Mother, Daughter Share Mother's Day Gift of Hope

ByABC News via logo
May 5, 2005, 6:33 AM

May 5, 2005 -- -- Ashley Jones has the perfect gift for her mother for Mother's Day: Hope.

Her mom's health troubles began 30 years ago in junior high school when writing her name became an impossible task due to tremors. Then Vernell Jones couldn't walk. Baffled by her condition, doctors treated her with physical therapy for what they believed was a psychosomatic condition.

Vernell's symptoms worsened with the birth of her daughter, but it wasn't until Ashley was 10 and started experiencing problems with her foot that Vernell's worst fears were realized. Ashley's legs started to give out on her for no apparent reason. Soon, she was forced to crawl while her cousins ran circles around her.

Ashley spent years going from doctor to doctor and was even admitted to a psychiatric ward and treated with Paxil, an antidepressant.

At age 13, she was diagnosed with dystonia, a neurological disorder characterized by involuntary muscle contractions. Doctors sent Ashley to Dr. Zachary Levine, an expert in deep brain stimulation at Washington Hospital Center in Washington, D.C.

--

▸ WHAT TO DO:
1 – Answer these questions from the article about Ashley and Vernell Jones:
(a) How long ago did Vernell Jones's health troubles begin?
(b) What drug was Ashley treated with in the psychiatric ward?
(c) At what age was Ashley diagnosed with dystonia?
2 – Write a continuation of the news story about Ashley and Vernell Jones, starting after the sentence about Dr. Zachary Levine.

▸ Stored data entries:
--

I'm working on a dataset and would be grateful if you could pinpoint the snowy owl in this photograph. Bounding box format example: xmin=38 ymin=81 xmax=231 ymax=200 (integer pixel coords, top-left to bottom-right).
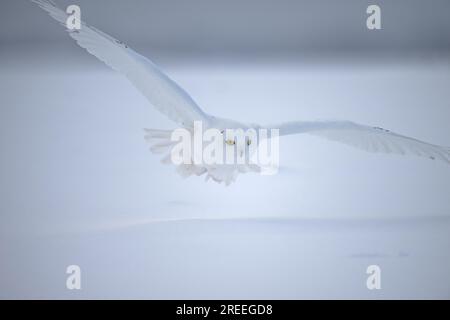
xmin=31 ymin=0 xmax=450 ymax=185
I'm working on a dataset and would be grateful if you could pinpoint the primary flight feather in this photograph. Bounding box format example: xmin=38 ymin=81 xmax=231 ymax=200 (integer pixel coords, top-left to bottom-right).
xmin=31 ymin=0 xmax=450 ymax=185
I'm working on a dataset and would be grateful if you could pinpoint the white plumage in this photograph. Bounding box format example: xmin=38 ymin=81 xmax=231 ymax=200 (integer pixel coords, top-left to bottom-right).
xmin=31 ymin=0 xmax=450 ymax=185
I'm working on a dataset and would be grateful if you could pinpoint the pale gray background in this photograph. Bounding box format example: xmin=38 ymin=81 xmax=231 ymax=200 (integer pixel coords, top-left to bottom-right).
xmin=0 ymin=0 xmax=450 ymax=299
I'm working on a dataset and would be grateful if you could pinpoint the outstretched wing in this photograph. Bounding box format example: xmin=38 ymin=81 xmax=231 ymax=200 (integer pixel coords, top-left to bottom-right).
xmin=270 ymin=121 xmax=450 ymax=163
xmin=31 ymin=0 xmax=208 ymax=127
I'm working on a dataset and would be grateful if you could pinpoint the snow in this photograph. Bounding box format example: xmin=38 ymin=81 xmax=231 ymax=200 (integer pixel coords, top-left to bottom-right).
xmin=0 ymin=57 xmax=450 ymax=299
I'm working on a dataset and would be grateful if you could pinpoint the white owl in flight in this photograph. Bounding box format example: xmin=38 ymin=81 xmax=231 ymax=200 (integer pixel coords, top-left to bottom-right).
xmin=31 ymin=0 xmax=450 ymax=185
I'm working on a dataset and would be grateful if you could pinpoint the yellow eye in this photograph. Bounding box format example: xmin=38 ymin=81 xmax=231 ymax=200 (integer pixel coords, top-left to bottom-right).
xmin=225 ymin=139 xmax=236 ymax=146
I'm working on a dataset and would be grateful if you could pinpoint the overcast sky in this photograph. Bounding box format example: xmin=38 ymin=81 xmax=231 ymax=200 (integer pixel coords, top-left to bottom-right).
xmin=0 ymin=0 xmax=450 ymax=53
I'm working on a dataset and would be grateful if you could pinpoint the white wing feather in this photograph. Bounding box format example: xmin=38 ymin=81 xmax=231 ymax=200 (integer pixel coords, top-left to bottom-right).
xmin=270 ymin=121 xmax=450 ymax=163
xmin=31 ymin=0 xmax=208 ymax=127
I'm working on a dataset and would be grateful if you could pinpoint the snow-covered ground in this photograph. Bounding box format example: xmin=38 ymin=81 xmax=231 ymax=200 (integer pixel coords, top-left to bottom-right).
xmin=0 ymin=55 xmax=450 ymax=299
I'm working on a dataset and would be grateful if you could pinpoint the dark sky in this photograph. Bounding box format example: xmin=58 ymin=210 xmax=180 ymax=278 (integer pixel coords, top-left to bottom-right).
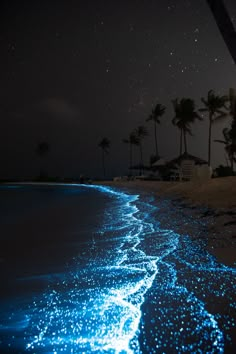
xmin=0 ymin=0 xmax=236 ymax=178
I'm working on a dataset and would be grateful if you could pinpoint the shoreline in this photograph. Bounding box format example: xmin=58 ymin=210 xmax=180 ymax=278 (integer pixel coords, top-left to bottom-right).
xmin=99 ymin=177 xmax=236 ymax=267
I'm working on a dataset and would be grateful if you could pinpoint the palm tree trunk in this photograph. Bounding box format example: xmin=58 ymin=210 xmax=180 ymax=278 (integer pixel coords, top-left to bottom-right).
xmin=139 ymin=142 xmax=143 ymax=175
xmin=208 ymin=113 xmax=212 ymax=166
xmin=102 ymin=150 xmax=106 ymax=178
xmin=129 ymin=143 xmax=133 ymax=174
xmin=183 ymin=130 xmax=188 ymax=154
xmin=179 ymin=128 xmax=183 ymax=155
xmin=154 ymin=121 xmax=159 ymax=158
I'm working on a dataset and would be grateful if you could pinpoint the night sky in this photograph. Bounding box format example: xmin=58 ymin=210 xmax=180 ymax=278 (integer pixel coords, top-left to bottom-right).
xmin=0 ymin=0 xmax=236 ymax=178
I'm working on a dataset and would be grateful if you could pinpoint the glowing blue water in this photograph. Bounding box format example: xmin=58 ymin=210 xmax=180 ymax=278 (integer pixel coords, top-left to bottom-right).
xmin=0 ymin=186 xmax=236 ymax=354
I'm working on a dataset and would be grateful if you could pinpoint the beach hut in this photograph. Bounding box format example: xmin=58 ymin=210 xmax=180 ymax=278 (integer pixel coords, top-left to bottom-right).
xmin=169 ymin=153 xmax=208 ymax=181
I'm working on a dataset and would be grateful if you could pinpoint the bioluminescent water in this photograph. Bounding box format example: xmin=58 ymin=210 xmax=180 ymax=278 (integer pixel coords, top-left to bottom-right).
xmin=0 ymin=185 xmax=236 ymax=354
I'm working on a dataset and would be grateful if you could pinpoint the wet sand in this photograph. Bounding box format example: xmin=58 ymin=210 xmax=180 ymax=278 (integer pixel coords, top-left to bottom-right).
xmin=100 ymin=176 xmax=236 ymax=266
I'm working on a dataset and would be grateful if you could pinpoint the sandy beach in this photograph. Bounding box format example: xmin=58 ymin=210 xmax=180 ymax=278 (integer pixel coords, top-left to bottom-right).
xmin=100 ymin=176 xmax=236 ymax=266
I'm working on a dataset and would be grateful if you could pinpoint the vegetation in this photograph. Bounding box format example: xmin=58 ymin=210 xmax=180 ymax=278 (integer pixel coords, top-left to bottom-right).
xmin=172 ymin=98 xmax=201 ymax=155
xmin=98 ymin=138 xmax=111 ymax=178
xmin=199 ymin=90 xmax=229 ymax=166
xmin=146 ymin=103 xmax=166 ymax=162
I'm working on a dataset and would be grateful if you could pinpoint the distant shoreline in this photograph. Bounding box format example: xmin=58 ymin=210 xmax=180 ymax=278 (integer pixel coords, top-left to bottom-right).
xmin=98 ymin=176 xmax=236 ymax=267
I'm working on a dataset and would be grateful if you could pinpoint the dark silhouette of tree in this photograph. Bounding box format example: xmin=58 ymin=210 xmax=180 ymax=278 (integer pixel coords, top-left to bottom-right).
xmin=214 ymin=128 xmax=236 ymax=174
xmin=98 ymin=138 xmax=111 ymax=178
xmin=172 ymin=98 xmax=202 ymax=155
xmin=146 ymin=103 xmax=166 ymax=160
xmin=36 ymin=141 xmax=49 ymax=179
xmin=215 ymin=89 xmax=236 ymax=174
xmin=199 ymin=90 xmax=229 ymax=166
xmin=135 ymin=125 xmax=148 ymax=174
xmin=122 ymin=132 xmax=139 ymax=173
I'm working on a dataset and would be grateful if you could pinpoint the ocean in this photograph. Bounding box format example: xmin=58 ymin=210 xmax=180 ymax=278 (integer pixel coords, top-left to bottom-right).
xmin=0 ymin=184 xmax=236 ymax=354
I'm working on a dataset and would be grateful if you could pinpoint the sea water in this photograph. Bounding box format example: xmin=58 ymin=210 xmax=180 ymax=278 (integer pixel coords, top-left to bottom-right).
xmin=0 ymin=185 xmax=236 ymax=353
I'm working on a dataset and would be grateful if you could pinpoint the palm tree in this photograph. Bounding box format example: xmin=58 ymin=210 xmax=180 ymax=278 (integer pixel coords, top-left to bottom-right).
xmin=172 ymin=98 xmax=202 ymax=155
xmin=214 ymin=128 xmax=236 ymax=174
xmin=122 ymin=132 xmax=139 ymax=173
xmin=98 ymin=138 xmax=111 ymax=178
xmin=35 ymin=141 xmax=49 ymax=179
xmin=135 ymin=125 xmax=148 ymax=174
xmin=199 ymin=90 xmax=229 ymax=166
xmin=146 ymin=103 xmax=166 ymax=160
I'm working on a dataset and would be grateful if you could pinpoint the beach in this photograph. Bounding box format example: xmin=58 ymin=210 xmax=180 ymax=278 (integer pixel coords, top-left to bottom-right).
xmin=0 ymin=178 xmax=236 ymax=354
xmin=103 ymin=176 xmax=236 ymax=265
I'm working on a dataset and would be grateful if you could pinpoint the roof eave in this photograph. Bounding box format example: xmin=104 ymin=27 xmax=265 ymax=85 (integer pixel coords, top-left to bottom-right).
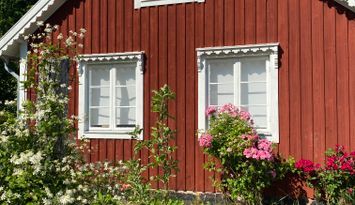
xmin=0 ymin=0 xmax=67 ymax=57
xmin=335 ymin=0 xmax=355 ymax=12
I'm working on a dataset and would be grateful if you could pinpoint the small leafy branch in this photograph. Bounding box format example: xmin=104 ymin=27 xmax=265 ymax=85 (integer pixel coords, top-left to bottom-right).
xmin=135 ymin=85 xmax=178 ymax=190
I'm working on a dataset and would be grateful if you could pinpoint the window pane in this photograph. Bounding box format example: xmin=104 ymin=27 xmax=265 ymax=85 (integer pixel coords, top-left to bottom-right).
xmin=241 ymin=59 xmax=266 ymax=82
xmin=210 ymin=60 xmax=235 ymax=83
xmin=90 ymin=108 xmax=110 ymax=128
xmin=245 ymin=106 xmax=267 ymax=128
xmin=116 ymin=86 xmax=136 ymax=106
xmin=90 ymin=88 xmax=110 ymax=106
xmin=209 ymin=84 xmax=234 ymax=105
xmin=115 ymin=64 xmax=136 ymax=86
xmin=116 ymin=108 xmax=136 ymax=127
xmin=90 ymin=65 xmax=110 ymax=86
xmin=240 ymin=83 xmax=267 ymax=105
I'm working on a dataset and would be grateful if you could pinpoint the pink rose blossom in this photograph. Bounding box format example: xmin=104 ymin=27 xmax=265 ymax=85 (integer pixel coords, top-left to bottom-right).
xmin=295 ymin=159 xmax=320 ymax=173
xmin=219 ymin=103 xmax=239 ymax=117
xmin=270 ymin=170 xmax=276 ymax=179
xmin=240 ymin=134 xmax=259 ymax=141
xmin=258 ymin=139 xmax=272 ymax=152
xmin=239 ymin=110 xmax=251 ymax=121
xmin=198 ymin=133 xmax=213 ymax=148
xmin=206 ymin=106 xmax=217 ymax=116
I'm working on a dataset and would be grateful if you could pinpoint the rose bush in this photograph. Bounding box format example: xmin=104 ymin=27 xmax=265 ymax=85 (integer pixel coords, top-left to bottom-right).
xmin=0 ymin=23 xmax=181 ymax=205
xmin=198 ymin=104 xmax=293 ymax=204
xmin=295 ymin=145 xmax=355 ymax=204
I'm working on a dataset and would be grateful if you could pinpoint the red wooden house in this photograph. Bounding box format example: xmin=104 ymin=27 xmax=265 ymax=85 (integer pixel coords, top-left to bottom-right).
xmin=0 ymin=0 xmax=355 ymax=192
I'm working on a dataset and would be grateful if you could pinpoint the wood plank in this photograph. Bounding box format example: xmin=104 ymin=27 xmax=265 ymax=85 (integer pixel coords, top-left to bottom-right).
xmin=157 ymin=6 xmax=168 ymax=188
xmin=266 ymin=0 xmax=280 ymax=42
xmin=167 ymin=6 xmax=177 ymax=190
xmin=348 ymin=14 xmax=355 ymax=150
xmin=105 ymin=0 xmax=116 ymax=161
xmin=289 ymin=0 xmax=302 ymax=160
xmin=335 ymin=11 xmax=354 ymax=149
xmin=185 ymin=4 xmax=195 ymax=190
xmin=214 ymin=0 xmax=225 ymax=46
xmin=204 ymin=1 xmax=215 ymax=47
xmin=300 ymin=0 xmax=313 ymax=160
xmin=324 ymin=4 xmax=338 ymax=151
xmin=132 ymin=0 xmax=144 ymax=166
xmin=133 ymin=5 xmax=142 ymax=51
xmin=114 ymin=0 xmax=125 ymax=161
xmin=224 ymin=0 xmax=235 ymax=46
xmin=148 ymin=7 xmax=159 ymax=188
xmin=194 ymin=0 xmax=206 ymax=192
xmin=312 ymin=1 xmax=325 ymax=163
xmin=203 ymin=1 xmax=215 ymax=192
xmin=98 ymin=0 xmax=108 ymax=161
xmin=176 ymin=4 xmax=186 ymax=191
xmin=141 ymin=6 xmax=151 ymax=179
xmin=245 ymin=0 xmax=260 ymax=44
xmin=124 ymin=1 xmax=133 ymax=51
xmin=115 ymin=0 xmax=125 ymax=52
xmin=235 ymin=0 xmax=245 ymax=45
xmin=123 ymin=1 xmax=133 ymax=163
xmin=90 ymin=1 xmax=101 ymax=53
xmin=255 ymin=0 xmax=267 ymax=43
xmin=73 ymin=1 xmax=90 ymax=162
xmin=84 ymin=0 xmax=92 ymax=53
xmin=106 ymin=0 xmax=117 ymax=53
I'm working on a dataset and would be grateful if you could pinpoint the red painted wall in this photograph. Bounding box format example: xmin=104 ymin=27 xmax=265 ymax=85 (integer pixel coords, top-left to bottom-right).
xmin=43 ymin=0 xmax=355 ymax=191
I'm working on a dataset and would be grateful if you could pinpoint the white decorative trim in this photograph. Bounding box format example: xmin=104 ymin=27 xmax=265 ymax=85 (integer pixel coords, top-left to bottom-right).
xmin=78 ymin=52 xmax=144 ymax=140
xmin=134 ymin=0 xmax=205 ymax=9
xmin=0 ymin=0 xmax=67 ymax=57
xmin=196 ymin=43 xmax=279 ymax=72
xmin=17 ymin=41 xmax=28 ymax=111
xmin=196 ymin=43 xmax=279 ymax=143
xmin=335 ymin=0 xmax=355 ymax=12
xmin=78 ymin=52 xmax=144 ymax=74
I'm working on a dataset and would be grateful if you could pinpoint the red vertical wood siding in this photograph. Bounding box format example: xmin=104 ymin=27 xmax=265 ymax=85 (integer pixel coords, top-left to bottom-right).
xmin=49 ymin=0 xmax=355 ymax=192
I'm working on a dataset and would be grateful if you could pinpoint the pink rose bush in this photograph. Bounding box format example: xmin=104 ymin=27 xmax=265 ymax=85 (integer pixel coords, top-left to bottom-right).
xmin=198 ymin=133 xmax=212 ymax=148
xmin=198 ymin=104 xmax=293 ymax=204
xmin=295 ymin=145 xmax=355 ymax=204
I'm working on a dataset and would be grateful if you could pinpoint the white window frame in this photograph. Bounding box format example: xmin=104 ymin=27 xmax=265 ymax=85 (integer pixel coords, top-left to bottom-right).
xmin=197 ymin=43 xmax=280 ymax=143
xmin=134 ymin=0 xmax=205 ymax=9
xmin=78 ymin=52 xmax=144 ymax=140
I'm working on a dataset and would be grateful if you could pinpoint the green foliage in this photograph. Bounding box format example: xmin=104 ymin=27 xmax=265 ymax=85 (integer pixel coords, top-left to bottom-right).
xmin=296 ymin=145 xmax=355 ymax=204
xmin=135 ymin=85 xmax=178 ymax=191
xmin=198 ymin=104 xmax=293 ymax=205
xmin=0 ymin=0 xmax=37 ymax=110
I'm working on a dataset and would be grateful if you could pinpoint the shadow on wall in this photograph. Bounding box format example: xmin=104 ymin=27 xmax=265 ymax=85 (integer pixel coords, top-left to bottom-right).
xmin=263 ymin=174 xmax=313 ymax=205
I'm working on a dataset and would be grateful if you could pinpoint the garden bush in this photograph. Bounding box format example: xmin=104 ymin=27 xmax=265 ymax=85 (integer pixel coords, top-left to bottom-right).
xmin=295 ymin=145 xmax=355 ymax=204
xmin=0 ymin=23 xmax=181 ymax=205
xmin=198 ymin=104 xmax=293 ymax=204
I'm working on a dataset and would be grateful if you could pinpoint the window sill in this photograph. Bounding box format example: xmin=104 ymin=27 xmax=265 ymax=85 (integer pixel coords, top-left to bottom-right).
xmin=79 ymin=129 xmax=143 ymax=140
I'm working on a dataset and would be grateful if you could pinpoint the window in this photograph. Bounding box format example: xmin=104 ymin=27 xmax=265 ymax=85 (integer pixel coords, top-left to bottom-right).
xmin=79 ymin=52 xmax=143 ymax=139
xmin=134 ymin=0 xmax=205 ymax=9
xmin=197 ymin=44 xmax=279 ymax=143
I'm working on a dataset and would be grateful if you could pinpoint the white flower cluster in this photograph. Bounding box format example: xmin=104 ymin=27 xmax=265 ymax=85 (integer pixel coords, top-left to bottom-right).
xmin=10 ymin=150 xmax=43 ymax=165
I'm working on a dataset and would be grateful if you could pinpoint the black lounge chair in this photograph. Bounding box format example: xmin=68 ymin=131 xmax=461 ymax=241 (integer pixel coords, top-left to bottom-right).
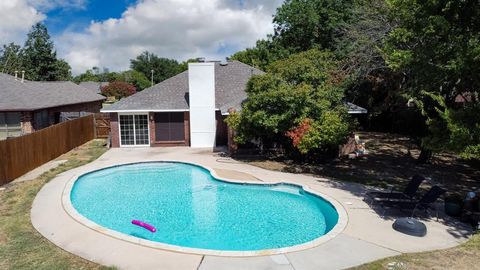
xmin=366 ymin=175 xmax=425 ymax=205
xmin=381 ymin=186 xmax=446 ymax=220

--

▸ EXPECTED RESPONSES:
1 –
(a) 30 years ago, in junior high school.
(b) Paxil, an antidepressant.
(c) At age 13.

2 –
DBS, a procedure where two electrodes are placed in the brain and attached to a pacemaker, is commonly used to treat tremors associated with Parkinson's disease and Tourette's syndrome. The electrodes help control and redirect the misfiring of neurological signals to the affected muscles.

"It's all about helping these people when you can take somebody who couldn't walk and they walk again," said Levine. "You give them a whole new life. And you give their family a whole new life."

After a few months of DBS treatments, Ashley is back in the game.

"I finally had a chance to play with my cousins again, go to the mall, run around with my friends. It was great," Ashley said.

DBS treatments, however, should not be touted as a medical miracle for the 300,000 Americans suffering with dystonia, insisted "Good Morning America" medical correspondent Dr.Tim Johnson.

"The response is variable from one type of dystonia or condition to another, and sometimes the response is immediate," Johnson said.